::: Entries shown :::
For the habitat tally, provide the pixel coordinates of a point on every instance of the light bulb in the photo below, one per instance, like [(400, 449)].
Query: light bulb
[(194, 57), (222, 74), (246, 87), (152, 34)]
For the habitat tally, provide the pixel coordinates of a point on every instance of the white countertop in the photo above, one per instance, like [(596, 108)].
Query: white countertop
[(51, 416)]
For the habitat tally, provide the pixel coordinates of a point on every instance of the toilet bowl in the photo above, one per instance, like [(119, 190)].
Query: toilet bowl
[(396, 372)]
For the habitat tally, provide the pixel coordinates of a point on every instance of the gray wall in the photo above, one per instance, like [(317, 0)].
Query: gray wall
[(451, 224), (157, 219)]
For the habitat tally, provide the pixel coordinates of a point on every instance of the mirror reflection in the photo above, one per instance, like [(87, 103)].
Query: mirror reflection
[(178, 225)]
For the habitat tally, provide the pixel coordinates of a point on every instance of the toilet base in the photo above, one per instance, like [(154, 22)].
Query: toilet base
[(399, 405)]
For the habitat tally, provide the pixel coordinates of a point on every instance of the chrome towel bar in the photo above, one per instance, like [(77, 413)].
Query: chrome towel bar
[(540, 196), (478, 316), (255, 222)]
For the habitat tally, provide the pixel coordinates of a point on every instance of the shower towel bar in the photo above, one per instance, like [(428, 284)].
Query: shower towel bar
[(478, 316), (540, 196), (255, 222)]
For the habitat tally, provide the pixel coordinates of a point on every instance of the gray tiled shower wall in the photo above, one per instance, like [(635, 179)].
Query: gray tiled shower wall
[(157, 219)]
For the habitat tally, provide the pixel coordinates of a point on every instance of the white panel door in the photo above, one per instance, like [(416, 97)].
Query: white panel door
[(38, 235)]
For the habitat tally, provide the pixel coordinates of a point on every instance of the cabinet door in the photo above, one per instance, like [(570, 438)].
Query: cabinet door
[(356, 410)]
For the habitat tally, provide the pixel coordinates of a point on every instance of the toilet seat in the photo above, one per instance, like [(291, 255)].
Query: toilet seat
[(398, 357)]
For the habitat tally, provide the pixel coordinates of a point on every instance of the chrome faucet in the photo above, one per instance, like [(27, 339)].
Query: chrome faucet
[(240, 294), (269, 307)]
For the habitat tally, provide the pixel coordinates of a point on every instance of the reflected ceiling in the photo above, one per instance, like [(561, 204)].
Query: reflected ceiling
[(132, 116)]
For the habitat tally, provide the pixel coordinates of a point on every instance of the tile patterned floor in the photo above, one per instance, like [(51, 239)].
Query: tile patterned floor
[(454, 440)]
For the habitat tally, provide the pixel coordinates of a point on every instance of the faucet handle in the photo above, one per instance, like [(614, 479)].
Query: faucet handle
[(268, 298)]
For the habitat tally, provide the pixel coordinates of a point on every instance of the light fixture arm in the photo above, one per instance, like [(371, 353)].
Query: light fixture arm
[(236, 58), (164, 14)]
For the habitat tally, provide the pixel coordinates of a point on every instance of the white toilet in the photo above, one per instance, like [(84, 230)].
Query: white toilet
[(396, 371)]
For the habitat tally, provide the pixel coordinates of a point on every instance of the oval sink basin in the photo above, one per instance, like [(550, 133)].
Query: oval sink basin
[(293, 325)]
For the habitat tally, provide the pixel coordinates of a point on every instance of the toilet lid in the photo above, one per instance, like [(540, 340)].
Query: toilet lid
:::
**Exercise directions:** Rewrite every line of the records above as a numbered list, leaving out any blank lines.

**The response:**
1. For the habitat tally, provide the pixel coordinates of a point on every instance of the light bulb in the photo below, one per instance, like [(400, 449)].
2. Query: light bulb
3. [(194, 57), (222, 74), (246, 87), (152, 34)]
4. For the habitat tally, provide the pixel coordinates of a point on every instance of the white countertop in the photo above, one per instance, like [(596, 108)].
5. Query: white countertop
6. [(51, 416)]
7. For the habitat tally, provide the pixel coordinates of a point on every instance of the toilet bowl in the photo above, one per instance, like [(119, 190)].
8. Query: toilet bowl
9. [(396, 372)]
10. For the habitat tally, provide the pixel coordinates of a point on every instance of the gray wall in the photo above, one per instance, like [(317, 0)].
11. Query: gray wall
12. [(451, 224), (157, 219)]
13. For the habitat tally, provide the pixel coordinates of a point on every instance of the mirror reflection in the photo above, one per instance, like [(87, 103)].
14. Query: mirror reflection
15. [(178, 225)]
16. For the habitat tally, provide the pixel coordinates of a point on every instance of the toilet base in the photo above, one per instance, like [(154, 22)].
17. Query: toilet base
18. [(399, 405)]
19. For the habitat tally, provide the pixel coordinates of a point on every instance of the chrome towel bar in the photo above, one per instance, like [(77, 413)].
20. Query: chrome towel bar
21. [(540, 196), (478, 316), (255, 222)]
22. For the habitat tally, provide the pixel coordinates of a point on every instance of the shower towel bar in the photo above, one per instance, like [(428, 284)].
23. Query: shower towel bar
24. [(478, 316), (540, 196), (255, 222)]
25. For the habitat tally, provide the pixel coordinates of a point on every instance of the gray tiled shower wall in the photo above, one per instance, like [(635, 179)].
26. Query: gray tiled shower wall
27. [(157, 219)]
28. For the habitat tally, provide the pixel coordinates of a point on every instance of the white panel door in the photo above, one per instance, like [(416, 97)].
29. Query: white panel door
30. [(38, 235)]
31. For the habitat tally, provide the pixel coordinates of a point on every instance of the cabinet door in the photo above, one per instance, like [(570, 438)].
32. Query: cabinet door
33. [(356, 410)]
34. For the habitat tally, provide the pixel coordinates of a point on every instance of the toilet seat in the photo above, one per instance, like [(291, 255)].
35. Query: toilet seat
36. [(398, 357)]
37. For the habitat tally, provide the pixel coordinates of a point on every instance of the chrome faucet in the photo above, one per instance, like [(27, 339)].
38. Query: chrome faucet
39. [(240, 294), (269, 307)]
40. For the habitat tally, provide the pixel coordinates of a point on every instance of the reflected ceiling in the photo above, one per instance, like [(561, 204)].
41. Query: reflected ceiling
42. [(132, 116)]
43. For the habitat tally, provide the pixel coordinates of a point on every instance of the tile patterned floor in the photo above, one per instance, like [(51, 239)].
44. Query: tile patterned floor
45. [(454, 440)]
46. For the habitat tally, provide the pixel coordinates of a point on every instance of the faucet handle in the photo above, one per instance, like [(614, 479)].
47. Query: faucet handle
48. [(268, 298)]
49. For the habitat tally, provide the pixel coordinates of a point on every instance of the light fixture arm in the photo above, one per instance, like [(371, 353)].
50. Query: light fixture arm
51. [(236, 58), (164, 14)]
52. For the habitat tally, provide the pixel coordinates of a point on every instance of the white toilet in the photo above, one per instance, like [(84, 230)].
53. Query: white toilet
54. [(396, 371)]
55. For the habitat tally, provide the pixel coordinates of a point on every instance of the oval sink basin in the photo above, one per instance, like [(550, 133)].
56. Query: oval sink basin
57. [(293, 325)]
58. For the habitat tally, provide the pixel coordinates of a point on every instance of the toilet lid in the photo above, one per instance, like [(540, 340)].
59. Query: toilet lid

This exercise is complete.